++++ EXTRACT PROVIDED ++++
CannotInspectContainerError when launching jobs from localhost to run on AWS Batch

Hi,

I launched a WGS workflow for HiFi data I wrote that utilizes Seqera Wave to execute a pipeline process. By enabling the Wave plugin, my understanding is the Dockerfile is uploaded to the Wave service, a container is built on-the-fly, and pushed to a temporary repository. The container name is automatically included in the process execution and used to run the task. Basically, I am doing what is described in example two in wave-showcase repo.

This has been working great, but then I was stress testing it by submititng 25 samples to run.

executor {
    queueSize = 25 //limit to 25 concurrent jobs
}

But then my workflow exited and the error message:

 Essential container in task exited - CannotInspectContainerError: Could not transition to inspecting; timed out after waiting 30s

The actual process completed, and the resulting output file is in the workdir bucket on S3.

My pipeline was working just fine, but do I need to reduce the executor queue size? Am I hitting Wave limits? I have my TOWER_ACCESS_TOKEN environment variable set and listed in my config

By enabling the Wave plugin, my understanding is the Dockerfile is uploaded to the Wave service, a container is built on-the-fly, and pushed to a temporary repository

It depends on your wave.strategy. Can you share your configuration file? If you decrease the queueSize it works? Do you always get this error for queueSize = 25?

I re-started and decreased queueSize to 10, but then I got the same error. Specifically the process that failed was this one, pbmm2_align
My Dockerfile is listed here.
It’s the same situation, the exit code is zero, and the aligned BAM is in the workdir.

I wasn’t familiar with wave.strategy. I don’t explicitly set it in my config.

Here is are the relevant portions of my nextflow.config:

process {
    
    executor = 'awsbatch'
    queue = 'my-queue'
    // Default settings for all processes
    memory = '16GB'
    
    withLabel: 'high_memory' {
        memory = '64GB'
        
    }
    
}

aws {
    region = 'us-east-1'
    accessKey = ''
    secretKey = ''
    
    batch {
        cliPath = '/usr/local/aws-cli/v2/current/bin/aws'
    }
    
}

executor {
    queueSize = 10 //  decreased to 10 concurrent jobs
}



workDir = 's3://my-nextflow-logs-prod'
docker.enabled = true
wave.enabled = true

tower {
  accessToken = "$TOWER_ACCESS_TOKEN"
++++ MATERIAL SUPPLIED ++++
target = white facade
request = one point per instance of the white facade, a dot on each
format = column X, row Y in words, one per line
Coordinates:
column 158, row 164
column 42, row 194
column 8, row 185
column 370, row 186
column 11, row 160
++++
* _GIVEN EXERCISE A_
In the CannotInspectContainerError thread, which process failed after the queue size was lowered to 10?
* _GIVEN EXERCISE B_
Carry the CannotInspectContainerError thread forward from its last line.

* _EXPECTED ANSWER A_
pbmm2_align

* _EXPECTED ANSWER B_
}

I was taking a look at the compute environment I am using for Batch:

I think I might be hitting my vCPU limit on the compute environment? These numbers are before AWS increased my vCPU quota.

Please share the .nextflow.log file

nextflow.log_2.txt (232.9 KB)

The log_2 was my original log when I first encountered error with queueSize 25.

nextflow.log_1.txt (357.8 KB)

The log_1, was when I reduced queueSize to 10.

Both failed on my read alignment process with pbmm2. I subsequently resumed the pipeline, keeping queueSize of 10 and the remainder of the pbmm2 processes finished, the workflow is still executing the downstream processes. Not sure if I will encounter the same error, but things ae running.

This is the latest failure. At least it’s reproducible :upside_down_face:

Same error: Essential container in task exited - CannotInspectContainerError: Could not transition to inspecting; timed out after waiting 30s

This time it failed on a process involving SV discovery. Here is my latest nextflow log

nextflow.log (721.5 KB)

I think I may have found the problem. I found my error message in the FAQ

When I launched at test job, I checked the container instance running it and saw the ECS agent was outdated. (it is v1.51)

When I made my batch compute environment, I associated it with an AMI. Do I need to adjust that AMI with the updated ECS agent? It seems like the solution described here is to update the agent, while the container is running.

But do I have to do that each time I launch a process? When I am using Wave, does it use the AMI associated with my AWS batch compute environment to launch the jobs?

I updated the ECS agent and the error went away.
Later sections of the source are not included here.